- [TEXTO DE REFERENCIA]

▼▼▼

En casa almorzamos a las dos y media en punto. Los domingos se sirve un aperitivo a las dos y cuarto: un poco de queso, embutido, papas fritas, cervezas y cocacolas. Comentamos las noticias, nos pasamos los platos, preguntamos por los ausentes, se hacen planes de viajes, los que regresan relatan anécdotas del suyo; aunque si corre el señor Alonso o juega el señor Nadal o dan un buen partido de fútbol, casi no se habla de otra cosa. A menudo me siento ante la larga mesa a las dos y media pasadas, cuando alguien está terminando de decir ...El Rey de la Gloria nos haga partícipes de la Mesa Celestial, justo a tiempo de persignarme y de responder con los demás: Amén. Hay días en que la perspectiva de la puntualidad me agobia desde por la mañana. Me viene fatal ir a comer a casa. Se me ocurren varias cosas más urgentes o amenas que hacer. ¿Por qué no podré coger los platos de la nevera y calentarlos en el microondas? Comer solo, a cualquier hora.

Hoy me encontraba leyendo unos cuentos de Bernard Malamud (1914-1986) traducidos por el señor Damià Alou. Son cuentos que exigen mucha concentración, no porque tengan un lenguaje oscuro o una trama inaprensible, qué va, todo lo contrario: son bastante breves, su prosa es concisa y cristalina, y en cuanto a la trama, suelen presentar un único conflicto, expuesto limpiamente desde las primeras frases. ¿En qué necesitaba, entonces, emplear la mayor concentración al leerlos? No estoy muy seguro, pero ando tras la pista de que se trata de todo lo que no dicen pero está expresándose de alguna forma; o de todo eso que dicen de pasada, como si no tuviera importancia, y tiene la mayor importancia. Unas veces es un pequeño gesto de una madre con su hijo, lo que nos revela que ella es prácticamente invidente y, entonces, el conjunto adquiere una nueva luz y comprendemos mejor. Otras veces, son un recuerdo o una pesadilla de la infancia, intercalados en la acción del presente, sin que aparentemente modifiquen nada aunque, en realidad, acaban de perturbar radicalmente lo que creíamos que nos estaba diciendo la historia.

Otra cosa que exige la mayor atención en los cuentos de Bernard Malamud son las emociones como el llanto y la risa. Abundan las escenas de tribulación y las de un humor desollado. Muchas veces las dos escenas son la misma. Si leen un cuento titulado Ahora el lugar es diferente, les garantizo que se quedarán con el corazón en un puño. Dudo que alguien pueda sufrir más y ser humillado con más saña que su protagonista. Debería figurar en la Antología del cuento triste, escogidos por Augusto Monterroso (1921-2003) y la señora Bárbara Jacobs.

▲▲▲

- [LISTADO PROPORCIONADO]
▼▼▼

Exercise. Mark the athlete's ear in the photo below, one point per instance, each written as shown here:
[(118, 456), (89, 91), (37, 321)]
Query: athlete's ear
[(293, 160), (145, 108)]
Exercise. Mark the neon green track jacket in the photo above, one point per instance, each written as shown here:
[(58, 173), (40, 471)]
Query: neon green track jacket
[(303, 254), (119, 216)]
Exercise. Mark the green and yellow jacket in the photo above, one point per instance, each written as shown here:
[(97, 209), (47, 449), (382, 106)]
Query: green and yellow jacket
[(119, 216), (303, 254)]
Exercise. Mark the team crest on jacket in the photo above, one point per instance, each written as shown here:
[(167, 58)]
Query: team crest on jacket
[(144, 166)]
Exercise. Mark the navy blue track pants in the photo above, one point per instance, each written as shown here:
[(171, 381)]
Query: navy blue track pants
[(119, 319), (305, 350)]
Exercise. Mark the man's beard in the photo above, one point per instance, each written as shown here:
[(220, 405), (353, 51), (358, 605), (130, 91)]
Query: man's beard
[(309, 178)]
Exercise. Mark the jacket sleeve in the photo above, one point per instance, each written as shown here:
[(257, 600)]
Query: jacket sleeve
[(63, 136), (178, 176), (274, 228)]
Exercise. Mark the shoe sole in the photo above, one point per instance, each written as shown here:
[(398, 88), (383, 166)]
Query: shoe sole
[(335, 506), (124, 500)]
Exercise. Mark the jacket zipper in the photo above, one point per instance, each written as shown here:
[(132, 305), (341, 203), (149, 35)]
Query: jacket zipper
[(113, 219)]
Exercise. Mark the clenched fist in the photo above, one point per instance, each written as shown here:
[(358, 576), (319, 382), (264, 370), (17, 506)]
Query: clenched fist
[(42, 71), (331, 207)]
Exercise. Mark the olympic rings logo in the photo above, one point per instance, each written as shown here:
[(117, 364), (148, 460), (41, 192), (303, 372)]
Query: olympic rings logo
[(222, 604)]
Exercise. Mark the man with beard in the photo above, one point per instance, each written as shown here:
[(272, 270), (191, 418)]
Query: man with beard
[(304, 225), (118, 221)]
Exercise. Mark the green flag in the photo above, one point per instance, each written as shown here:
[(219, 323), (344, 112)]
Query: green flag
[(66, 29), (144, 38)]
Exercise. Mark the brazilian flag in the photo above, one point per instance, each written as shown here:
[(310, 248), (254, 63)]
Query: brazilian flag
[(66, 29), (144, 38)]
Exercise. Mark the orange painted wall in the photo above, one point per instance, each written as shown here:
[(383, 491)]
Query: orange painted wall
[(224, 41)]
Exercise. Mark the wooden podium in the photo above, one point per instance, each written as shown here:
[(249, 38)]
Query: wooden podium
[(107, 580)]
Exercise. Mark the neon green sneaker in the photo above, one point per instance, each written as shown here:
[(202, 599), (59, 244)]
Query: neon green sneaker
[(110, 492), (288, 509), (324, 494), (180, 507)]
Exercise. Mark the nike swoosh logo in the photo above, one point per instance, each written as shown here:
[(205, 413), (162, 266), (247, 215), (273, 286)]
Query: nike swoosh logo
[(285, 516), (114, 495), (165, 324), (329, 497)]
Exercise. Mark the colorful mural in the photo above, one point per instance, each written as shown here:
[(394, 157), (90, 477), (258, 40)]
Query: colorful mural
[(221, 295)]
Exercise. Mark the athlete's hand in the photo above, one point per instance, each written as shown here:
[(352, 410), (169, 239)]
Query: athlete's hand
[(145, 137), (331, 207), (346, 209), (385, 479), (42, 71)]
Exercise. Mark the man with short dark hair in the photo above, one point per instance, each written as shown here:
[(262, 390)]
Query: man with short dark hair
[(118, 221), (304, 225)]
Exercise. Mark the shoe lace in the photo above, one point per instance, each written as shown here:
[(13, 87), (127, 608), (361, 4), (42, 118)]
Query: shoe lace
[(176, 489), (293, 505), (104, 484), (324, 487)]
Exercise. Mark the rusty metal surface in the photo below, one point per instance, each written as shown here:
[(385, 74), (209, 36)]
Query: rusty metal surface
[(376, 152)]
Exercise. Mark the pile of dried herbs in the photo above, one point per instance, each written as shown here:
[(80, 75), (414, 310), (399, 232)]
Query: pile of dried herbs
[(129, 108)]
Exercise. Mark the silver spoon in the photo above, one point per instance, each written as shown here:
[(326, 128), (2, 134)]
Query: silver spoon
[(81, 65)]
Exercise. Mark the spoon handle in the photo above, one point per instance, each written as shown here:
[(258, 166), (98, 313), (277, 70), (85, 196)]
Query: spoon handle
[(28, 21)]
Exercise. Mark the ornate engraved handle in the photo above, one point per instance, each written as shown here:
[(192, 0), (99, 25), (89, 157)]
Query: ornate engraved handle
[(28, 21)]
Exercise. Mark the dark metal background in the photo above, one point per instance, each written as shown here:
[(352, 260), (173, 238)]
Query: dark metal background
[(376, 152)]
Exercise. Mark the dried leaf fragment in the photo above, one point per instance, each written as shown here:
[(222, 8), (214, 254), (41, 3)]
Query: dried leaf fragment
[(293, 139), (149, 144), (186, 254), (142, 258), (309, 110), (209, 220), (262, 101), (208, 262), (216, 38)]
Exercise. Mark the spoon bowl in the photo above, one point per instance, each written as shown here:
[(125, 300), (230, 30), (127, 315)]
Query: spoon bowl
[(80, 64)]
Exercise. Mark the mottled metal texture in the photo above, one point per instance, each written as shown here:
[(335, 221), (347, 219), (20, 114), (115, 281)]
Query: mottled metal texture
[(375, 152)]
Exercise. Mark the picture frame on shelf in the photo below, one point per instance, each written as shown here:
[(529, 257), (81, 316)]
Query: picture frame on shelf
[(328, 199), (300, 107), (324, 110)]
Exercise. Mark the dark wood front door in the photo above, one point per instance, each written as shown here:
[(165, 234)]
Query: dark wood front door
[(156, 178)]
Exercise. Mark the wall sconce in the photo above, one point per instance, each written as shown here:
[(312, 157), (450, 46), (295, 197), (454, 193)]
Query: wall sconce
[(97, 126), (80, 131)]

▲▲▲

- [EJERCICIOS PROPUESTOS]
#1 Cita textualmente todo lo que va desde "Otra cosa que" hasta "señora Bárbara Jacobs." en el texto sobre los cuentos de Bernard Malamud.
#2 Presenta como lista numerada todo lo que va desde el comienzo del listado hasta la línea que contiene "[(144, 166)]", con ambos extremos incluidos y sin las líneas en blanco, y no añadas nada más.

- [RESPUESTAS]
#1
Otra cosa que exige la mayor atención en los cuentos de Bernard Malamud son las emociones como el llanto y la risa. Abundan las escenas de tribulación y las de un humor desollado. Muchas veces las dos escenas son la misma. Si leen un cuento titulado Ahora el lugar es diferente, les garantizo que se quedarán con el corazón en un puño. Dudo que alguien pueda sufrir más y ser humillado con más saña que su protagonista. Debería figurar en la Antología del cuento triste, escogidos por Augusto Monterroso (1921-2003) y la señora Bárbara Jacobs.

#2
1. Exercise. Mark the athlete's ear in the photo below, one point per instance, each written as shown here:
2. [(118, 456), (89, 91), (37, 321)]
3. Query: athlete's ear
4. [(293, 160), (145, 108)]
5. Exercise. Mark the neon green track jacket in the photo above, one point per instance, each written as shown here:
6. [(58, 173), (40, 471)]
7. Query: neon green track jacket
8. [(303, 254), (119, 216)]
9. Exercise. Mark the green and yellow jacket in the photo above, one point per instance, each written as shown here:
10. [(97, 209), (47, 449), (382, 106)]
11. Query: green and yellow jacket
12. [(119, 216), (303, 254)]
13. Exercise. Mark the team crest on jacket in the photo above, one point per instance, each written as shown here:
14. [(167, 58)]
15. Query: team crest on jacket
16. [(144, 166)]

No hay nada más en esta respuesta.